Items listed in a dataset

----------------------------------------

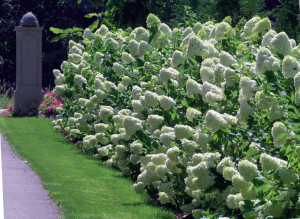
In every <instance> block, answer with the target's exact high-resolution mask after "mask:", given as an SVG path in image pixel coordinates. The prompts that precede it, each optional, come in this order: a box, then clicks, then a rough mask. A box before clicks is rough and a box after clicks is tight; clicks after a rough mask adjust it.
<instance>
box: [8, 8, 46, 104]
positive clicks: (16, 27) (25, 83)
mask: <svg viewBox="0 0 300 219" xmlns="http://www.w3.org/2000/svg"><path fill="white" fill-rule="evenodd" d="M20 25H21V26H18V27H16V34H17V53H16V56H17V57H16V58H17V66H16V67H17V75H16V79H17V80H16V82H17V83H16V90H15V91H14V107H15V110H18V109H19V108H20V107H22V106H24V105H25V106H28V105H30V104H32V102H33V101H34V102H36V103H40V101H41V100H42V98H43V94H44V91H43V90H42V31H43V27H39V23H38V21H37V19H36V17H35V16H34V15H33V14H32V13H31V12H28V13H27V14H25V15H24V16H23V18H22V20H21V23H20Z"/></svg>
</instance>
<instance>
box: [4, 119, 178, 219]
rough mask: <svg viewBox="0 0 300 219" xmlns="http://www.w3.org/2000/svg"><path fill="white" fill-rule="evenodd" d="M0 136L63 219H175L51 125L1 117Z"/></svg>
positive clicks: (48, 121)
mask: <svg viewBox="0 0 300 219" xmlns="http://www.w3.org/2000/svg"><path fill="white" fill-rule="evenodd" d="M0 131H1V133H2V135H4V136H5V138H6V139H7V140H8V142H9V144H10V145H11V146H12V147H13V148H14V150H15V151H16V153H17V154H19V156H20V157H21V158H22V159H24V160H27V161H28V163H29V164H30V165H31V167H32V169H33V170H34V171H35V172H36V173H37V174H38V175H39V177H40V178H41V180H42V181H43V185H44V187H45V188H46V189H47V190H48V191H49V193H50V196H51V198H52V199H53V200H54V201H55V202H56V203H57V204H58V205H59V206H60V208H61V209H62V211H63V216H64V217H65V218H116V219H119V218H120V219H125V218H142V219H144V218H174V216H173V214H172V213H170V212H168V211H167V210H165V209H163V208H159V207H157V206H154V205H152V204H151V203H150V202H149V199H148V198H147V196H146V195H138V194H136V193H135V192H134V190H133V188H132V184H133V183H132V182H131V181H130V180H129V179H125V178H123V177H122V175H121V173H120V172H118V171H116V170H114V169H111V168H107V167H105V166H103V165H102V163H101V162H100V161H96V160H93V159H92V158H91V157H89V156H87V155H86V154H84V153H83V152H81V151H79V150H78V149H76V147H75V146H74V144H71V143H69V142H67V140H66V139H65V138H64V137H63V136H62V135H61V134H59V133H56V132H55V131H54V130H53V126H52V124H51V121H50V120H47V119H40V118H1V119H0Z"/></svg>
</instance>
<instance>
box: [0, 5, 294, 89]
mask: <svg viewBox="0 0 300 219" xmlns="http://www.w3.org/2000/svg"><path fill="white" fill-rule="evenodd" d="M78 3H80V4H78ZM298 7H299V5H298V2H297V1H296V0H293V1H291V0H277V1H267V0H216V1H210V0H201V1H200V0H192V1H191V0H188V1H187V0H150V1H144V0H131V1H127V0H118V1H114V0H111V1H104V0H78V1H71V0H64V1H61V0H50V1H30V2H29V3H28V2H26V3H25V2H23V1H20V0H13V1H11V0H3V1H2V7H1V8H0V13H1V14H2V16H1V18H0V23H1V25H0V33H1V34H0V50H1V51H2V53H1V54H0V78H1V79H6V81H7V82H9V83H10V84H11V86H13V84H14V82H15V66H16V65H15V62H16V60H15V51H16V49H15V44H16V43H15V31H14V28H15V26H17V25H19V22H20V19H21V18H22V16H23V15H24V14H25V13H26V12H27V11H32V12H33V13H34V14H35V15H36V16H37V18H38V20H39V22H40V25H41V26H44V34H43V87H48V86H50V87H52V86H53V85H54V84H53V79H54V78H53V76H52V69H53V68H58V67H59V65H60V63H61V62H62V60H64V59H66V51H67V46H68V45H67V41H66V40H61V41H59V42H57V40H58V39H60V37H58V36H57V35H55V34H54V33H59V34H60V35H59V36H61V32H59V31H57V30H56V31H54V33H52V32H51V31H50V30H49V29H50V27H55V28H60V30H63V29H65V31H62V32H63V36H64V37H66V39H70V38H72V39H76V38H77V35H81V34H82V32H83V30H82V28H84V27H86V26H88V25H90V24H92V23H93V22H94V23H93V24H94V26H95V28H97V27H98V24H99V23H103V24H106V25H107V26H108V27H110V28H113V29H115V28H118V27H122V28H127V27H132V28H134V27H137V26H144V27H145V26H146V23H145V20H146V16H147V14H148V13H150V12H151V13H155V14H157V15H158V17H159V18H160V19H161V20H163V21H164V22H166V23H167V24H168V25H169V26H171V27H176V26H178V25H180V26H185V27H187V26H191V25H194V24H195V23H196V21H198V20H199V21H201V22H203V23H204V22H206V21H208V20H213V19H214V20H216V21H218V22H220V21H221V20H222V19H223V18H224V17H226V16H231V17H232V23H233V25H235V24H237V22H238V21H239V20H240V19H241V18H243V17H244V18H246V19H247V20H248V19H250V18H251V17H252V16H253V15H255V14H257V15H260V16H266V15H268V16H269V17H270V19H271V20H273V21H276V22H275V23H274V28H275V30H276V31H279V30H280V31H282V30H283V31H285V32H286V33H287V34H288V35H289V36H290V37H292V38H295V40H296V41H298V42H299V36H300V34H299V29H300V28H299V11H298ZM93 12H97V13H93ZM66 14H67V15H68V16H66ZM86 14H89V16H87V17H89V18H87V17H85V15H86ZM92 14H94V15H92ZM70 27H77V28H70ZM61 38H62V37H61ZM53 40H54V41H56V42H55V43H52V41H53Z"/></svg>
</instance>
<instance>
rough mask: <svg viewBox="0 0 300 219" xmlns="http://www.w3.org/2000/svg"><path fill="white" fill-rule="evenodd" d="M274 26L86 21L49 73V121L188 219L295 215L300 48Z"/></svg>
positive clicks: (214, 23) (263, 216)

----------------------------------------

## What to do
Wherever a line above contains "rough", copy that line.

## Solution to the exercise
In every <instance> block, answer with the target's exact high-resolution mask after "mask:", given as an SVG path in image pixel coordinates. The prompts that precede it, each optional, come in this order: a box, then clicks, then a rough mask. A box before clicks is rough and a box after clicks is tight; clicks after a rough mask adjust it.
rough mask: <svg viewBox="0 0 300 219" xmlns="http://www.w3.org/2000/svg"><path fill="white" fill-rule="evenodd" d="M0 136L63 219H175L51 125L1 117Z"/></svg>
rough mask: <svg viewBox="0 0 300 219" xmlns="http://www.w3.org/2000/svg"><path fill="white" fill-rule="evenodd" d="M274 26L86 21L49 73V121L188 219L295 215L300 48Z"/></svg>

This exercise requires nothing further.